If you noticed in the results of the list command, we still have our openemr.tar.gz file, we no longer need it so lets remove it by issuing the following command: rm openemr.tar.gz now type exit press enter to disconnect from our docker container.

Restarting containers

Now that we restored both our database and our web files, we need to restart our docker containers but instead of using docker-compose restart I’m going to first docker-compose down just to ensure no weird stuff is in memory and then I will docker-compose up again wait for the message in the terminal where is says:

openemr_1  | OpenEMR configured.
openemr_1  | Setup Complete!
openemr_1  | Setting user 'www' as owner of openemr/ and setting file/dir permissions to 400/500
openemr_1  | Default file permissions and ownership set, allowing writing to specific directories
openemr_1  | Removing remaining setup scripts
openemr_1  | Setup scripts removed, we should be ready to go now!
openemr_1  |
openemr_1  | Love OpenEMR? You can now support the project via the open collective:
openemr_1  |  > https://opencollective.com/openemr/donate
openemr_1  |
openemr_1  | Starting cron daemon!
openemr_1  | Starting apache!
openemr_1  | AH00558: httpd: Could not reliably determine the server's fully qualified domain name, using 172.24.0.3. Set the 'ServerName' directive globally to suppress this message

Then login to your Open EMR instance and everything should be working just like it was in your EC2 instance if it is congratulations you have just successfully restored your open EMR to your local host.

I hope this tutorial is useful and teaches you not to be afraid of docker.

____________

◆ **Check your understanding**:
a - Could you print the stretch of the OpenEMR restore tutorial from "Now that we" through "Starting cron daemon!"?
b - Can you rewrite the paragraph of the OpenEMR restore tutorial that begins "Now that we restored both" as a short list, keeping its main facts?

____________

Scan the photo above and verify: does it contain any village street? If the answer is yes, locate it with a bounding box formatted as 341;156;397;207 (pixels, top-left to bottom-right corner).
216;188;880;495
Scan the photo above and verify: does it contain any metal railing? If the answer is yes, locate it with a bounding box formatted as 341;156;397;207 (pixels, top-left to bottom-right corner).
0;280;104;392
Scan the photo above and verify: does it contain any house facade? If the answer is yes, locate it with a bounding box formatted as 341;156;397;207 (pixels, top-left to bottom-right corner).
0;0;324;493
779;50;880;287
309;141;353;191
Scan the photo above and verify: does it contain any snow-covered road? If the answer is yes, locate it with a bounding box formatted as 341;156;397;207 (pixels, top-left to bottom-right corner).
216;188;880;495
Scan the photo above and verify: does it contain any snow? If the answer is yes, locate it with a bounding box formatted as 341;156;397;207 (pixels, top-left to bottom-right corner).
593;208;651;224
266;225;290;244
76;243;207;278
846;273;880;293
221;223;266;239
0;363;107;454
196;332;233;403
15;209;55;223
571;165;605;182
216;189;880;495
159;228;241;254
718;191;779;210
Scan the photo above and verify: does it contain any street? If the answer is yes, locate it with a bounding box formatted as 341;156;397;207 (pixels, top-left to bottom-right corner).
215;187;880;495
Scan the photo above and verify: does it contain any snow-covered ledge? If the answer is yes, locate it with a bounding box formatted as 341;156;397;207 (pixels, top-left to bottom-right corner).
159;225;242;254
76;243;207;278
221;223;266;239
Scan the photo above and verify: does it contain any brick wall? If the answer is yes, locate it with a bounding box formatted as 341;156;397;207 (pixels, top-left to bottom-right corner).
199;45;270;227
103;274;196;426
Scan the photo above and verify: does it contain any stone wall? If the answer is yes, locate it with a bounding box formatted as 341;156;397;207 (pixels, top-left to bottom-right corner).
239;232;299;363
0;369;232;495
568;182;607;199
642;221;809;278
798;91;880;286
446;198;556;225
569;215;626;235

____________

◆ **Responses to the tasks**:
a -
Now that we restored both our database and our web files, we need to restart our docker containers but instead of using docker-compose restart I’m going to first docker-compose down just to ensure no weird stuff is in memory and then I will docker-compose up again wait for the message in the terminal where is says:

openemr_1  | OpenEMR configured.
openemr_1  | Setup Complete!
openemr_1  | Setting user 'www' as owner of openemr/ and setting file/dir permissions to 400/500
openemr_1  | Default file permissions and ownership set, allowing writing to specific directories
openemr_1  | Removing remaining setup scripts
openemr_1  | Setup scripts removed, we should be ready to go now!
openemr_1  |
openemr_1  | Love OpenEMR? You can now support the project via the open collective:
openemr_1  |  > https://opencollective.com/openemr/donate
openemr_1  |
openemr_1  | Starting cron daemon!

b -
- With the database and web files restored, the docker containers need to be restarted.
- Instead of docker-compose restart, first run docker-compose down to make sure nothing odd is left in memory.
- Then run docker-compose up again.
- Wait for the expected message to appear in the terminal.